### YOUR INSTRUCTIONS
In the listing below, the lines from the first through the one with "positive clicks: (123, 177)" are to be copied word for word.

☆ ☆ ☆ ☆ ☆

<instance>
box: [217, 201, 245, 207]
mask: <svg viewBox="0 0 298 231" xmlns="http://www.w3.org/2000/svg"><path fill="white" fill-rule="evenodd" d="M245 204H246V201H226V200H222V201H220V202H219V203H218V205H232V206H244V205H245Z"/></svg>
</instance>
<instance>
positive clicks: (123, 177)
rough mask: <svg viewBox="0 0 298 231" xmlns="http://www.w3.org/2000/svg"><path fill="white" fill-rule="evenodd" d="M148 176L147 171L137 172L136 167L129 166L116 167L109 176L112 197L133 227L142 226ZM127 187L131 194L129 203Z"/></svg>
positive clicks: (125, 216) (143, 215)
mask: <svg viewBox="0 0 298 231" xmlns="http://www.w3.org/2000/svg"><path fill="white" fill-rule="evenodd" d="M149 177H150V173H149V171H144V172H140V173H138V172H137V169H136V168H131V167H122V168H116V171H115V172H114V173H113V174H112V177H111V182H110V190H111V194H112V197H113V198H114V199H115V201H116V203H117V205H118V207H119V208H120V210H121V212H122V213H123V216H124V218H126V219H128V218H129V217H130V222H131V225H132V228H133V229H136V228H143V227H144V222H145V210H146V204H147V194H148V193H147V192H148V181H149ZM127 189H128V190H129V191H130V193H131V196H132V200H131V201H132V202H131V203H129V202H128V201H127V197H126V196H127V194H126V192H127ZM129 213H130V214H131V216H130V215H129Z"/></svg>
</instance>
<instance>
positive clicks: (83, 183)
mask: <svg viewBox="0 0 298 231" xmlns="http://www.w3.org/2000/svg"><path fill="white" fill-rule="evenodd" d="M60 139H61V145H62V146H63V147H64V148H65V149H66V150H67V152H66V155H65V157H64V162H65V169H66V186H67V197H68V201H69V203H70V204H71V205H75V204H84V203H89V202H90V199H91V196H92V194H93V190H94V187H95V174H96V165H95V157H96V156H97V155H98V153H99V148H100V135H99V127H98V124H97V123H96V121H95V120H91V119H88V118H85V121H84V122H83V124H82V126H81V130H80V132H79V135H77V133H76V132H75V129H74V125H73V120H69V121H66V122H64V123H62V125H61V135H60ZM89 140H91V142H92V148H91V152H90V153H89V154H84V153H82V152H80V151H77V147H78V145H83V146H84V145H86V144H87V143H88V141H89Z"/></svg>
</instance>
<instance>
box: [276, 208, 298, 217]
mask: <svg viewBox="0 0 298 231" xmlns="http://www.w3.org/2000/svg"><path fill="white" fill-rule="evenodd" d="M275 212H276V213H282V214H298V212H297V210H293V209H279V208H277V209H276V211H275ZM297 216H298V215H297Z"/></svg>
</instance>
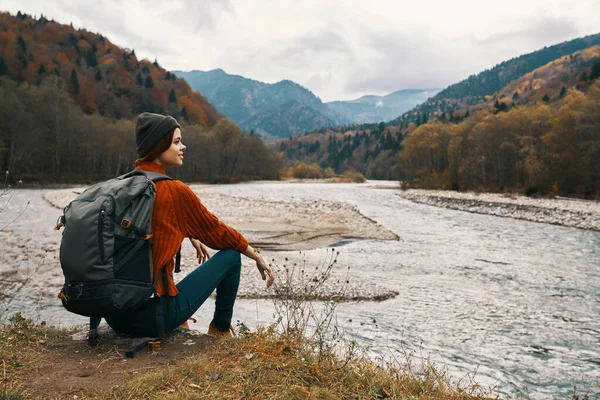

☆ ☆ ☆ ☆ ☆

### ANSWER
<instance>
box: [217, 201, 245, 207]
mask: <svg viewBox="0 0 298 231" xmlns="http://www.w3.org/2000/svg"><path fill="white" fill-rule="evenodd" d="M245 204H246V201H226V200H222V201H220V202H219V203H218V205H232V206H244V205H245Z"/></svg>
</instance>
<instance>
positive clicks: (123, 177)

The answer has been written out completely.